■ WHAT THE TASK ASKS:
Copy out every line in the entries below that includes "positive".

■ MATERIAL FOR THIS TASK:
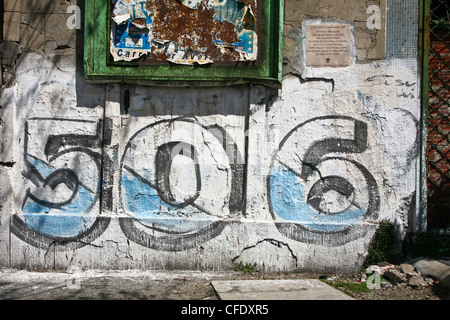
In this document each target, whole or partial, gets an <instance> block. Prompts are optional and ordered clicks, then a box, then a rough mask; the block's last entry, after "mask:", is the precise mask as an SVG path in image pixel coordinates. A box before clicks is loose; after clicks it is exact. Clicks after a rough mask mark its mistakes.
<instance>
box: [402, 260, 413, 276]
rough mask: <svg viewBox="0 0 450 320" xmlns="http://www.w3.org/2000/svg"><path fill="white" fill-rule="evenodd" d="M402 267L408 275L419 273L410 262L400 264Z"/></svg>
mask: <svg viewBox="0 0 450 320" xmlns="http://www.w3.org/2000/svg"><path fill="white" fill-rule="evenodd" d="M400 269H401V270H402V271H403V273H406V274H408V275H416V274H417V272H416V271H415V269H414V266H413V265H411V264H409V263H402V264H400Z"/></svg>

==

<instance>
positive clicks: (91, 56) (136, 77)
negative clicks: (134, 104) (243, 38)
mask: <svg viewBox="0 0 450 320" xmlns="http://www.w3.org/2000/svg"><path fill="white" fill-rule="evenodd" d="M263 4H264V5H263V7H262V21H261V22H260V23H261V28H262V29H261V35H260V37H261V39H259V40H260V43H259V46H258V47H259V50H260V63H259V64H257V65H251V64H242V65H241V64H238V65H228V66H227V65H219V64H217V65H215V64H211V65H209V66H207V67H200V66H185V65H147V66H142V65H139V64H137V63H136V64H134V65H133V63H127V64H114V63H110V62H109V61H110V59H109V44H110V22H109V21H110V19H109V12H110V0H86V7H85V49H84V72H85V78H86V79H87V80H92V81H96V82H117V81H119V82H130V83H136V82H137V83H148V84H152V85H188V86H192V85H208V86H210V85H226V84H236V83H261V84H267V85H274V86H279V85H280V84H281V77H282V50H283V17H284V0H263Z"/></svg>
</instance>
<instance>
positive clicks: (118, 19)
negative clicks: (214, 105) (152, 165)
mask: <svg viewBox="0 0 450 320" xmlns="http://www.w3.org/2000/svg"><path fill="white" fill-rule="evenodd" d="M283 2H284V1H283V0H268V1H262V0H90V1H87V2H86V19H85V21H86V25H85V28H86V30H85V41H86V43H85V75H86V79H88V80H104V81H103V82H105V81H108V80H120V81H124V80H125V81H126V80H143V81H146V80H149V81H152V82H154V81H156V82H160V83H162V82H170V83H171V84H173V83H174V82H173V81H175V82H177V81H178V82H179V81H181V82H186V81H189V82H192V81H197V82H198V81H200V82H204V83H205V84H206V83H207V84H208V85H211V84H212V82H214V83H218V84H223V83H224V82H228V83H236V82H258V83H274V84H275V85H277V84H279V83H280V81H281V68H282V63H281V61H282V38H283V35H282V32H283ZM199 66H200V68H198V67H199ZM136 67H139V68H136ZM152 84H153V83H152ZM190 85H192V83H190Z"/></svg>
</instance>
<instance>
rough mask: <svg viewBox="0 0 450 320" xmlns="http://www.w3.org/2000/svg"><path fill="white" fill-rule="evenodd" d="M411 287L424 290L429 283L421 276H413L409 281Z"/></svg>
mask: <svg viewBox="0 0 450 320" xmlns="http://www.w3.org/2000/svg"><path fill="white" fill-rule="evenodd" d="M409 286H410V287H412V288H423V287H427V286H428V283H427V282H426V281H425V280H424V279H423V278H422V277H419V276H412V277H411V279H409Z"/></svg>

■ RESPONSE BELOW:
positive clicks: (91, 56) (136, 77)
positive clicks: (118, 19)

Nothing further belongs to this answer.